==== Data to use ====

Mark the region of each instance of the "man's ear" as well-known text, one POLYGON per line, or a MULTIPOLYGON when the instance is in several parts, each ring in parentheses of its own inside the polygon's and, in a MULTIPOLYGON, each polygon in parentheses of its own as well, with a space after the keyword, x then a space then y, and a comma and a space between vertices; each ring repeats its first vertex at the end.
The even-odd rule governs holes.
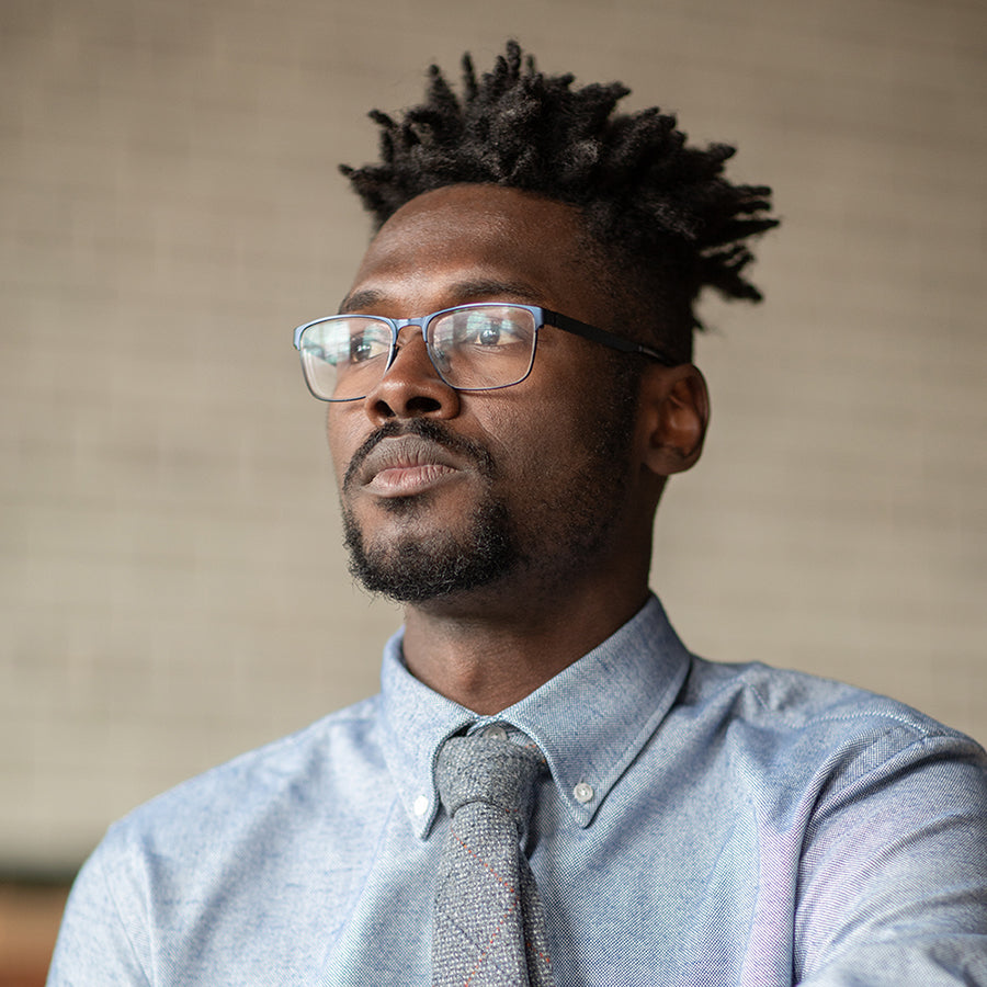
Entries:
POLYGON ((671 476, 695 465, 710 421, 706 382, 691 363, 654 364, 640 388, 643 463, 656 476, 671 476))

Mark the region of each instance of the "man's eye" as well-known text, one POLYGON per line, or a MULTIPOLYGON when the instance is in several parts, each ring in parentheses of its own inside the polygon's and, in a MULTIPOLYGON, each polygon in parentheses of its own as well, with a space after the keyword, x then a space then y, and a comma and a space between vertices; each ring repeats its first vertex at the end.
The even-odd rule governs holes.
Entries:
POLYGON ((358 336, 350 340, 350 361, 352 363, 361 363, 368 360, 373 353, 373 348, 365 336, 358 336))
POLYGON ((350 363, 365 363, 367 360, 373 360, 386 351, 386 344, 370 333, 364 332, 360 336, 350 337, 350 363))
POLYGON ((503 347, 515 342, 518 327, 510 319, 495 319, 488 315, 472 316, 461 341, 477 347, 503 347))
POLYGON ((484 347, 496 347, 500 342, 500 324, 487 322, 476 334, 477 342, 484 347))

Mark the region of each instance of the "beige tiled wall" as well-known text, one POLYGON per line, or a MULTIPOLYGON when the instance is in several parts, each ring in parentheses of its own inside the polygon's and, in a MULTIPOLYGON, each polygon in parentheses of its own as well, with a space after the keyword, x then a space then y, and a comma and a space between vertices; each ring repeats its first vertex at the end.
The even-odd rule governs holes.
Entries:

====

What is needed: Can you format every line of the listing above as a numbered list, with the blank lines dropped and the pictures left out?

Written answer:
1. Mark the region of each instance of the "man's ear" as well-known text, one POLYGON per line, or a MULTIPOLYGON when the instance is in several parts, each ring in parentheses of its own inside the polygon's and, in a MULTIPOLYGON, each polygon in parentheses of its own as well, with a space after the keyword, x then a space then y, and a comma and a space between vertices; each ring repeats its first vertex at the end.
2. The even-odd rule governs holes.
3. Entries:
4. POLYGON ((671 476, 695 465, 710 421, 706 382, 691 363, 654 364, 640 388, 643 463, 656 476, 671 476))
5. Mark the region of each instance of the "man's eye" as well-known text, one POLYGON per line, or a MULTIPOLYGON when the instance is in several parts, each ring in parentheses of its own inside the polygon's and, in a MULTIPOLYGON, each polygon in parentheses of its own as well, with a space after the keyword, x then a space then y, and a comma and a space between vertices; each ring repeats its first vertex at the end.
6. The even-odd rule governs holes.
7. Entries:
8. POLYGON ((358 336, 350 340, 350 361, 352 363, 361 363, 368 360, 373 353, 373 348, 365 336, 358 336))
9. POLYGON ((350 363, 365 363, 367 360, 373 360, 386 351, 386 344, 370 333, 364 332, 360 336, 350 337, 350 363))
10. POLYGON ((503 347, 515 342, 518 327, 510 319, 495 319, 488 315, 472 316, 461 341, 477 347, 503 347))
11. POLYGON ((484 347, 496 347, 500 342, 500 324, 487 322, 476 334, 477 342, 484 347))
12. Mark the region of each instance of the "beige tiled wall" as well-known text, one POLYGON per line, or a MULTIPOLYGON when the instance is in several parts, each ring in parentheses of its own inside the polygon's and, in a MULTIPOLYGON, each polygon in parentheses of its own as well, with a space after the keyword, x then a space then y, and a comma and a space between vertices; each ring repeats its first vertex at the end.
13. The even-odd rule governs holes.
14. Entries:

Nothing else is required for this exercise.